» DIRECTIONS FOR THIS TASK: Beginning at the line containing "Note to the class: find the white napkin", output every line to the end of the data below exactly as it appears.

GIVEN RECORDS start

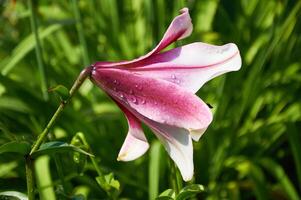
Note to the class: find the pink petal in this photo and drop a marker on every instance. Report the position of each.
(178, 145)
(159, 100)
(180, 27)
(176, 141)
(191, 66)
(135, 144)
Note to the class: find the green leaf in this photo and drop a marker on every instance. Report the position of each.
(24, 47)
(190, 191)
(154, 170)
(56, 147)
(13, 195)
(14, 104)
(167, 195)
(62, 91)
(79, 158)
(22, 147)
(277, 171)
(109, 184)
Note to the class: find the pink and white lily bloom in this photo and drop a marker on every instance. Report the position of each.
(159, 89)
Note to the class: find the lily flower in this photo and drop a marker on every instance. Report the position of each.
(159, 89)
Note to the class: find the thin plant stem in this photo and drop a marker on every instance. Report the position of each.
(29, 178)
(93, 160)
(79, 81)
(80, 31)
(38, 49)
(29, 162)
(173, 176)
(58, 163)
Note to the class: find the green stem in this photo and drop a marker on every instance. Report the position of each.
(79, 81)
(59, 167)
(29, 162)
(38, 49)
(94, 162)
(29, 177)
(80, 31)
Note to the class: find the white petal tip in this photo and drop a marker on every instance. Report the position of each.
(133, 152)
(188, 178)
(197, 134)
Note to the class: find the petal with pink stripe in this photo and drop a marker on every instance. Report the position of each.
(158, 100)
(180, 27)
(135, 144)
(191, 66)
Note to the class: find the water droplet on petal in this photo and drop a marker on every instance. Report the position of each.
(139, 87)
(134, 100)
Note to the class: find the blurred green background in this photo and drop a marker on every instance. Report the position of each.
(251, 150)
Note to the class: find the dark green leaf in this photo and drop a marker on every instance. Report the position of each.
(12, 195)
(167, 195)
(57, 147)
(190, 191)
(62, 91)
(22, 147)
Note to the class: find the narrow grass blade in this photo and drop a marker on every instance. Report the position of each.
(154, 170)
(34, 27)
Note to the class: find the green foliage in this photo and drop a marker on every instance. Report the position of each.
(250, 151)
(15, 147)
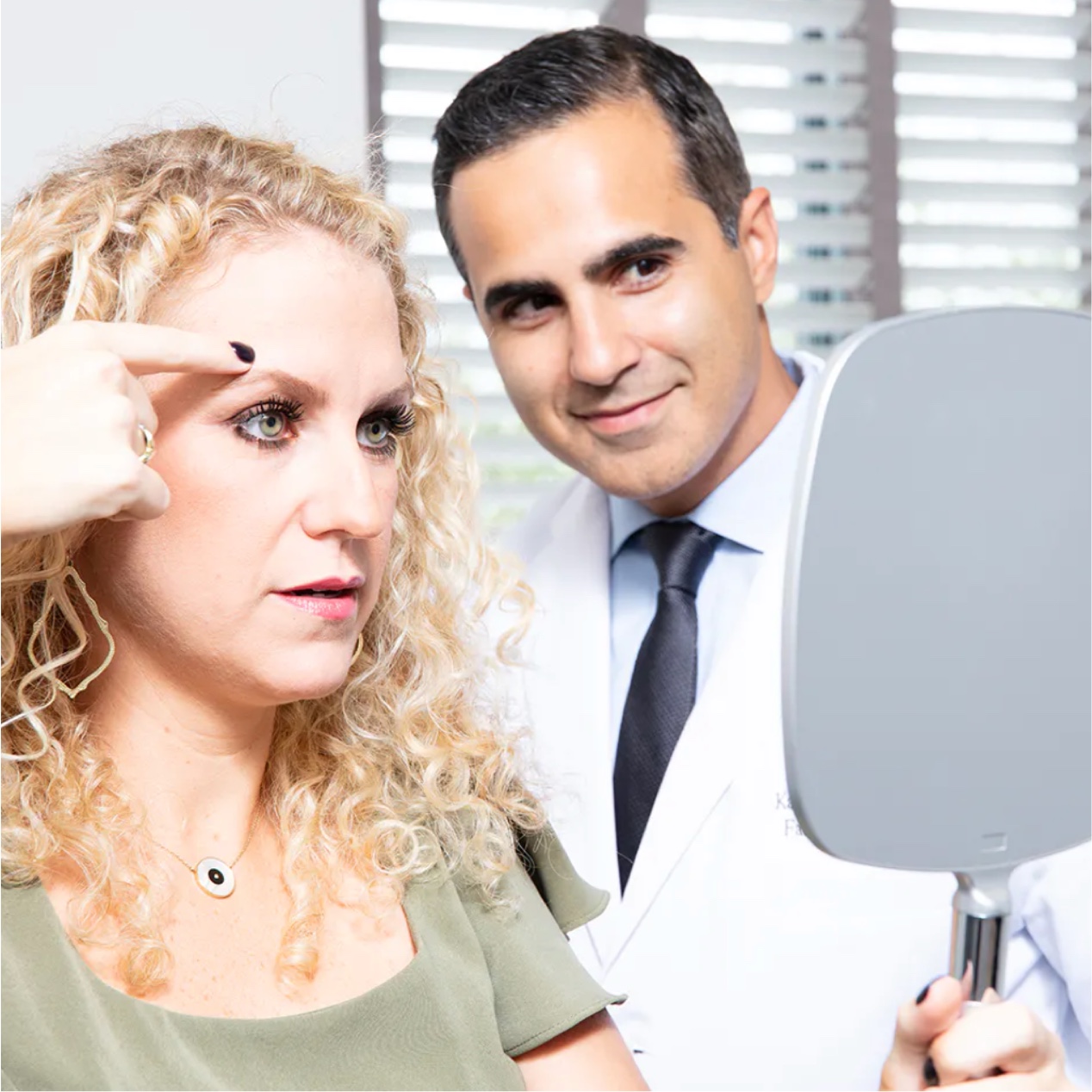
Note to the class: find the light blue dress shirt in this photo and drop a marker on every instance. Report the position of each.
(748, 510)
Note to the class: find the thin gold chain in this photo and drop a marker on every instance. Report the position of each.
(194, 868)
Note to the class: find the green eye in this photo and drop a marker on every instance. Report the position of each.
(374, 434)
(271, 425)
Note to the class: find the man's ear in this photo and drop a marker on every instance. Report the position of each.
(758, 240)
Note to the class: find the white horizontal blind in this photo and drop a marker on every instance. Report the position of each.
(429, 49)
(791, 74)
(993, 123)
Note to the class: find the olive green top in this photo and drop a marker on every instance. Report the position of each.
(486, 984)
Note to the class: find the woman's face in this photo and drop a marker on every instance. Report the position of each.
(257, 579)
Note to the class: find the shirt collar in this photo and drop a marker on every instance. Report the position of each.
(750, 506)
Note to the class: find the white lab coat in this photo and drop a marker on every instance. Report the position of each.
(752, 960)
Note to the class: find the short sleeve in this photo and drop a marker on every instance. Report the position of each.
(540, 987)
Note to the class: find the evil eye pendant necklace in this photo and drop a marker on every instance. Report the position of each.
(214, 877)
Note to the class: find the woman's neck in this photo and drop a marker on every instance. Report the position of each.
(194, 762)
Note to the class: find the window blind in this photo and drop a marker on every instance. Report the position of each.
(993, 126)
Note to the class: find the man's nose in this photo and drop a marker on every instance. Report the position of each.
(601, 345)
(349, 495)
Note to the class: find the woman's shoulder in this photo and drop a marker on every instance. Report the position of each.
(571, 900)
(538, 986)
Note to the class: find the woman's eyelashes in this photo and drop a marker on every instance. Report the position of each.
(272, 424)
(269, 423)
(379, 431)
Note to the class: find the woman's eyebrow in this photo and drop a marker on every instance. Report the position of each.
(308, 394)
(399, 396)
(285, 382)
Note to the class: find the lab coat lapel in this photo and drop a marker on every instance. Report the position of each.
(713, 748)
(569, 684)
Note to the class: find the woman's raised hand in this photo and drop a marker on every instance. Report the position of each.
(994, 1045)
(74, 415)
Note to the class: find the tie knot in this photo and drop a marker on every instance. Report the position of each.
(681, 551)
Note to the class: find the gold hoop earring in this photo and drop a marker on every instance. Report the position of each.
(76, 623)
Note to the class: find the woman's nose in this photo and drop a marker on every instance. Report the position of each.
(351, 496)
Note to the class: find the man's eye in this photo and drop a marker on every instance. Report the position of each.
(529, 307)
(642, 269)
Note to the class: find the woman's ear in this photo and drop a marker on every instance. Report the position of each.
(758, 240)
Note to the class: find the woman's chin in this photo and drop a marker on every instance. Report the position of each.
(302, 681)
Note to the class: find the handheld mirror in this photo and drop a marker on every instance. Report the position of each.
(937, 627)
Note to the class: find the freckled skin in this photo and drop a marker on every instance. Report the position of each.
(188, 595)
(692, 329)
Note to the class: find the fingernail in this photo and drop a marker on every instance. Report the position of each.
(244, 351)
(929, 1072)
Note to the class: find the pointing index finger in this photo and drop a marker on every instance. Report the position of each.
(149, 349)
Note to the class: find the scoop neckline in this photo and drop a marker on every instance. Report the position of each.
(114, 996)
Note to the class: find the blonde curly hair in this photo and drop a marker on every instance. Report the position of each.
(410, 765)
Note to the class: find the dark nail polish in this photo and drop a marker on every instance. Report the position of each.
(929, 1072)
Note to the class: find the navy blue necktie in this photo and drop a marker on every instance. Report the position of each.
(665, 679)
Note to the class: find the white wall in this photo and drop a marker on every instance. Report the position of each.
(74, 73)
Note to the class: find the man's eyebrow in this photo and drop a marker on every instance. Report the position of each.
(512, 289)
(630, 251)
(616, 256)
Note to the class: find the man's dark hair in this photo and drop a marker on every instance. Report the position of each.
(559, 76)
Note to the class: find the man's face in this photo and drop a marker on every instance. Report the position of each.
(627, 331)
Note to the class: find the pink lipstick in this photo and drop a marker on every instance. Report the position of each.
(331, 598)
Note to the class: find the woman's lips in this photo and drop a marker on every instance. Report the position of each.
(322, 606)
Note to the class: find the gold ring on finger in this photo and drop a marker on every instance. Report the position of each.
(146, 456)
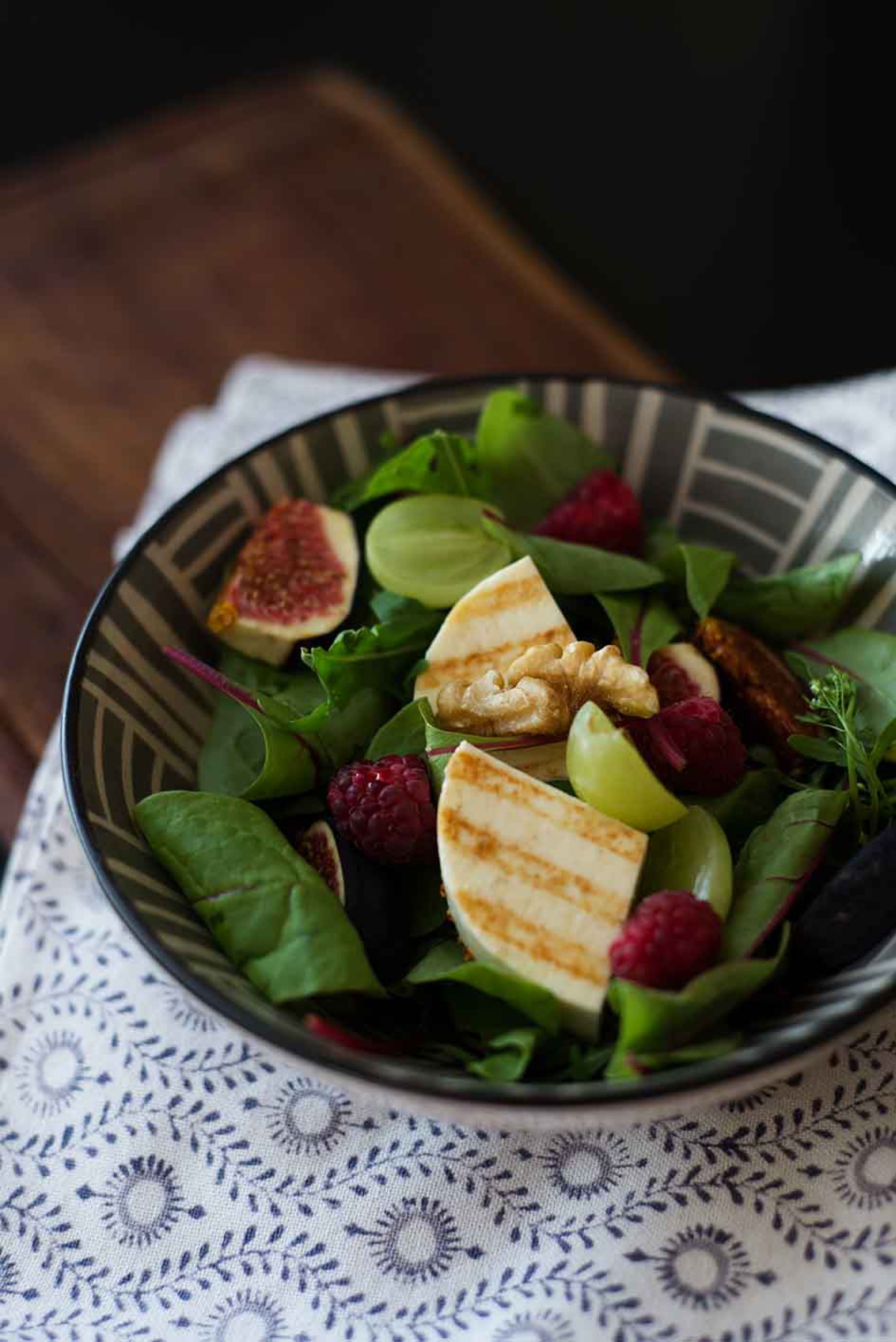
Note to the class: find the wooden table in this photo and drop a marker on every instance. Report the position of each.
(305, 218)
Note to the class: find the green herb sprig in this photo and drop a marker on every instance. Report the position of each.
(833, 704)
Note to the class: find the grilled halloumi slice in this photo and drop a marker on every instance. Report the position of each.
(537, 882)
(491, 626)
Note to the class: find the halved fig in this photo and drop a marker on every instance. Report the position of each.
(364, 892)
(294, 579)
(680, 672)
(762, 686)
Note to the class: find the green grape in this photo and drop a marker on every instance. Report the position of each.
(694, 855)
(431, 546)
(608, 772)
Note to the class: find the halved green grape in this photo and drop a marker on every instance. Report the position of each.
(694, 855)
(607, 771)
(431, 546)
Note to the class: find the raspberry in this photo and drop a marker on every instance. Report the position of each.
(385, 808)
(670, 940)
(601, 510)
(691, 747)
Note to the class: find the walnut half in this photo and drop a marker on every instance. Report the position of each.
(544, 689)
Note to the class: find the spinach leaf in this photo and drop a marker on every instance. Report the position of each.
(658, 1022)
(510, 1055)
(576, 1062)
(702, 1053)
(747, 806)
(269, 910)
(530, 458)
(339, 731)
(545, 756)
(642, 624)
(776, 865)
(868, 655)
(439, 463)
(404, 733)
(575, 570)
(246, 755)
(373, 657)
(663, 549)
(706, 575)
(446, 964)
(789, 606)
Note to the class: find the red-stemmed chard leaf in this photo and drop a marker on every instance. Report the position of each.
(776, 863)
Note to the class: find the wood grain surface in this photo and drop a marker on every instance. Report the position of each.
(306, 218)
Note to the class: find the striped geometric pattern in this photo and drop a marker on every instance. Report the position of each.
(135, 723)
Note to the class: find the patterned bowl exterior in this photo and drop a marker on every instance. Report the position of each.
(133, 723)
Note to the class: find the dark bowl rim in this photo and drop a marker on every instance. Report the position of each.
(395, 1074)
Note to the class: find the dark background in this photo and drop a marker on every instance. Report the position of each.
(717, 173)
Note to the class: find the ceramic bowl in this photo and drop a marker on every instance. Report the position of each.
(135, 723)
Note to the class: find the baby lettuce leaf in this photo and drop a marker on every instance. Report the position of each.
(776, 863)
(575, 570)
(446, 964)
(269, 910)
(658, 1022)
(404, 733)
(246, 755)
(510, 1055)
(532, 460)
(439, 463)
(706, 575)
(663, 549)
(702, 1053)
(339, 731)
(642, 624)
(373, 657)
(868, 655)
(747, 806)
(789, 606)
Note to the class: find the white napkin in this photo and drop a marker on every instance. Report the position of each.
(161, 1180)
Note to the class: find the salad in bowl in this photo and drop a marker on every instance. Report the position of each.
(508, 779)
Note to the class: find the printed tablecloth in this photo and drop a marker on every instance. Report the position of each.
(161, 1180)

GIVEN RECORDS end

» SOLVED EXERCISE:
Note to the class: find the white napkin in this photo and drop a marker on every instance. Report the position of each.
(161, 1180)
Note to the class: find the salad in bowl in this photo and drop a marker on every instance. Report the position of each.
(508, 779)
Note to the class: find the printed tablecloth in this photo and drop a marker on every instance. Report the position of each.
(161, 1180)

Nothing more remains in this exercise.